TEXT SEGMENT:
In an advantageous embodiment, the thermoplastic material is a thermoplastic. Various thermoplastics can be used. The thermoplastic material, in particular the thermoplastic, is preferably selected from the group consisting of polyvinyl chloride, polypropylene, polyethylene, polystyrene, styrene-butadiene copolymers, acrylonitrile-styrene-acrylic ester copolymers, acrylonitrile-butadiene-styrene copolymers, styrene-acrylonitrile, polybutylene terephthalate, polyethylene terephthalate, polyoxymethylene, polyamide, polymethyl methacrylate, polyphenylene oxide, polyetheretherketone, polyphenylene sulfide, liquid crystal polymer, polyamideimide, polyvinylidene fluoride, polyphenylsulfone, polyaryletherketone, polyacrylonitrile, polychlorotrifluoroethylene, polyetherketone, polyimide, polyisobutene, polyphthalamide, polypyrrole, polytetrafluoroethylene, polyurethane, polyvinyl alcohol, polyvinyl acetate, polyvinylidene chloride, polylactic acid and mixtures thereof. The thermoplastic material is preferably selected from the group consisting of acrylonitrile-butadiene-styrene copolymers, polyvinyl chloride, polymethyl methacrylate, polyethylene, polylactic acid and polypropylene. More preferably, the thermoplastic material is selected from the group consisting of acrylonitrile-butadiene-styrene copolymers, polymethyl methacrylate, polyethylene, polylactic acid and polypropylene. Even more preferably, the thermoplastic material is selected from the group consisting of acrylonitrile-butadiene-styrene copolymers, polymethyl methacrylate, polylactic acid and polypropylene. The thermoplastic material polypropylene is particularly preferred.

The edging strip according to the invention can contain the thermoplastic material in different amounts. The edging strip preferably contains the thermoplastic material in an amount of 30 to 90 wt. %, preferably 30 to 80 wt. %, particularly preferably 40 to 80 wt. %, 30 to 75 wt. %, preferably 40 to 75 wt. %, based on the total weight of the edging strip.

DATA EXCERPTS:
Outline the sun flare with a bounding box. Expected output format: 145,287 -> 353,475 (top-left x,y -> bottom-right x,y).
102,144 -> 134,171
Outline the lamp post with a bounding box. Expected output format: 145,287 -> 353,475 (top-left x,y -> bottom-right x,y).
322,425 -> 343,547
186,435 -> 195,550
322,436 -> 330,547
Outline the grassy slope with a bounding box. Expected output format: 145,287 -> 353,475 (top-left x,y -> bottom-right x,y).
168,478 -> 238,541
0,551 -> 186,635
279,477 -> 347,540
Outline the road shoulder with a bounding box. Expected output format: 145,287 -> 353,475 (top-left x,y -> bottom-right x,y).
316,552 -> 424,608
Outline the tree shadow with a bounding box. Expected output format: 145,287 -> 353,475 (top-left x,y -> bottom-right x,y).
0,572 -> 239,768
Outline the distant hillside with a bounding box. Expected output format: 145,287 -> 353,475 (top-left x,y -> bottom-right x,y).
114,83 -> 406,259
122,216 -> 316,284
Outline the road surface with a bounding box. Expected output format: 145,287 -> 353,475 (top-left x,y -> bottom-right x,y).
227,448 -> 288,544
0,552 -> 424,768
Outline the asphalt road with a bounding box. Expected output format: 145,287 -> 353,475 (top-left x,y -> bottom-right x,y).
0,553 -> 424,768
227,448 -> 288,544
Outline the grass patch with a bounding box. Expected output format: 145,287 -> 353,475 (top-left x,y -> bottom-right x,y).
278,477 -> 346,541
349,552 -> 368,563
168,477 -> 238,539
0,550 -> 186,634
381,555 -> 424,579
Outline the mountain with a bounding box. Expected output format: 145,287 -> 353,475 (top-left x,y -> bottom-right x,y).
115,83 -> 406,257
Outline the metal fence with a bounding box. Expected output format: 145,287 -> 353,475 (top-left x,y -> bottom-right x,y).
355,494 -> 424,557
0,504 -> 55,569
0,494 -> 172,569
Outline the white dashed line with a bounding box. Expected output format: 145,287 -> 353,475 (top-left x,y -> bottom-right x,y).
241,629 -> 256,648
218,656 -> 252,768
---
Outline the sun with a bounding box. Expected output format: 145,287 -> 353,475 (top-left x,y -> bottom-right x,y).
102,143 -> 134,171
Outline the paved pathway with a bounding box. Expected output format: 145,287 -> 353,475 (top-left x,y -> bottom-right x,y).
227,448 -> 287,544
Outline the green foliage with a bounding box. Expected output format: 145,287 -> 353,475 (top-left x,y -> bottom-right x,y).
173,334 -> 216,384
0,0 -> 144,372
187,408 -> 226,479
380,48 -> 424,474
...
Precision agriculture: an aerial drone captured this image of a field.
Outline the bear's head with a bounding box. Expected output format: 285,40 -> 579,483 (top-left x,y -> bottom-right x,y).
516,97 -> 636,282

EXERCISES:
1. Write out the passage on edging strip materials from "The edging strip according" to "the edging strip.".
2. Add the next few sentences to the edging strip passage, following on from its final sentence.
The lines are unrelated to the passage on edging strip materials.

RESULTS:
1.
The edging strip according to the invention can contain the thermoplastic material in different amounts. The edging strip preferably contains the thermoplastic material in an amount of 30 to 90 wt. %, preferably 30 to 80 wt. %, particularly preferably 40 to 80 wt. %, 30 to 75 wt. %, preferably 40 to 75 wt. %, based on the total weight of the edging strip.

2.
The edging strip according to the invention contains a conductivity additive. This allows the conductivity of the edging strip to be adjusted. Various conductivity additives can be used. The conductivity additive is preferably carbon-based or metal-based. In an advantageous embodiment, the conductivity additive is selected from the group consisting of carbon black, graphite, carbon nanotubes, carbon fibers, metal particles, metal-coated glass fibers and mixtures thereof. The conductivity additive carbon black is particularly preferred. The conductivity of the edging strip can be easily adjusted using the conductivity additives mentioned above.

The edging strip according to the invention can contain the conductivity additive in different amounts. Advantageously, the edging strip contains the conductivity additive in an amount of 1 to 50 wt. %, preferably 10 to 40 wt. %, particularly preferably 15 to 30 wt. %, based on the total weight of the edging strip.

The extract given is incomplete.